— Supplied entries —
## start

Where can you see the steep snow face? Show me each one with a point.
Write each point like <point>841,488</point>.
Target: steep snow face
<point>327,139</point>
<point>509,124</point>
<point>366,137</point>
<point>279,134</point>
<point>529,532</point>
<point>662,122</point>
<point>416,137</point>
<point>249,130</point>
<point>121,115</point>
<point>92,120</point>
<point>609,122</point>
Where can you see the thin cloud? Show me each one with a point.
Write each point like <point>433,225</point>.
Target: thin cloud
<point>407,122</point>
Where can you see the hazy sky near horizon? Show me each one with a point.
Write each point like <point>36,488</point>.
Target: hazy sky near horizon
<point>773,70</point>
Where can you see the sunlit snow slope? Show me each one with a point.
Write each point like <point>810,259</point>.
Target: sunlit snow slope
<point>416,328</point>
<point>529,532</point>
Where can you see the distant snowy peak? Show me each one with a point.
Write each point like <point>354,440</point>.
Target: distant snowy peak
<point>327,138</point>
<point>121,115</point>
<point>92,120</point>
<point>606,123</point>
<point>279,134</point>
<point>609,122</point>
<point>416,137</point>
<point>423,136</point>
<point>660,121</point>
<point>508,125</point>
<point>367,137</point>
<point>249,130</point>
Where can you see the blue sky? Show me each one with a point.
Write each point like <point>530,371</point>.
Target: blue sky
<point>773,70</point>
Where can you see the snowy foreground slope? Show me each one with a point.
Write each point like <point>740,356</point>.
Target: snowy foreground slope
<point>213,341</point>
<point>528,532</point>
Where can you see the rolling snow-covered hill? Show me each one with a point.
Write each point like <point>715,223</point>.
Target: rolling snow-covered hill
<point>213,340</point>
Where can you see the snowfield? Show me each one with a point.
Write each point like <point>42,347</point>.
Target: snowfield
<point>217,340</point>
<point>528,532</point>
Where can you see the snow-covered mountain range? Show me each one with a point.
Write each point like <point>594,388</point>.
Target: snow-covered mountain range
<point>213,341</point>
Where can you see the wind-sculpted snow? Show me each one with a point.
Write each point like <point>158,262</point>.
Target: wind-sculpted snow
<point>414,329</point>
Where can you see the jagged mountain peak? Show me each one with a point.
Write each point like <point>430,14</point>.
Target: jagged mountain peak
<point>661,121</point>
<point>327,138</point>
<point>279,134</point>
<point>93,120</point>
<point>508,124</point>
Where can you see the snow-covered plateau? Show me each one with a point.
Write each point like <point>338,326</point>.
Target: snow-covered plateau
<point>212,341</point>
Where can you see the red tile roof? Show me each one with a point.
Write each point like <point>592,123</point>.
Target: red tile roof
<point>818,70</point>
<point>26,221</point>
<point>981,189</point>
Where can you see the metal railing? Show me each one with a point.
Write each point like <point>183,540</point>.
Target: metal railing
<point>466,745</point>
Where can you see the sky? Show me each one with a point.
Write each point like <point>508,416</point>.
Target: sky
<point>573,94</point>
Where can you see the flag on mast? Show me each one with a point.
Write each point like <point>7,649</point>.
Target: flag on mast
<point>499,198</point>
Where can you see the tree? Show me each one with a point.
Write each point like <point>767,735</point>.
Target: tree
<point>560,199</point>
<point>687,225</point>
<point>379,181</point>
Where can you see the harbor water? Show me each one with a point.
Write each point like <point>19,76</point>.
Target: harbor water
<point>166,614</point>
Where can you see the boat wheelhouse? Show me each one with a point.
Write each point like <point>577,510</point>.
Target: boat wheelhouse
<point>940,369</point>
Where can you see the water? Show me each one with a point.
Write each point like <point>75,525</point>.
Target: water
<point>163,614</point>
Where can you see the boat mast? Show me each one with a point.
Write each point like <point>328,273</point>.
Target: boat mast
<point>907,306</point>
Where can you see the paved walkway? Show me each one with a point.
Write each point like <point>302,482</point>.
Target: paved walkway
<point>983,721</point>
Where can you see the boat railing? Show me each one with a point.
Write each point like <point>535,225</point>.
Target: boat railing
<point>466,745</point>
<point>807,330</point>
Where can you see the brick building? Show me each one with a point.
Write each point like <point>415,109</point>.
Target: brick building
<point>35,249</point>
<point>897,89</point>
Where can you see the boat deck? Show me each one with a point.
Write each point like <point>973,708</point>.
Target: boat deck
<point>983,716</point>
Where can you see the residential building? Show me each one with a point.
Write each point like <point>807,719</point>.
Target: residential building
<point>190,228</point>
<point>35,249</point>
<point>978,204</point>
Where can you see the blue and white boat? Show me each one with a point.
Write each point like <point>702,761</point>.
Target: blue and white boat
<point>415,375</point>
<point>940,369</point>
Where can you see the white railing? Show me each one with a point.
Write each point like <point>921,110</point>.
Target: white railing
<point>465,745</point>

## end

— Goal of the exercise —
Rewrite the records from the line that has "Where can you see the boat mast?" through the line that has "<point>983,721</point>", swapping "paved walkway" for "stone path" and leaving everything else as it is.

— Exercise answer —
Where can you see the boat mast? Show me each one with a point.
Write each point like <point>328,273</point>.
Target: boat mast
<point>907,306</point>
Where can you see the stone path? Show me each one with a point.
Write each point like <point>302,482</point>.
Target: stone path
<point>983,721</point>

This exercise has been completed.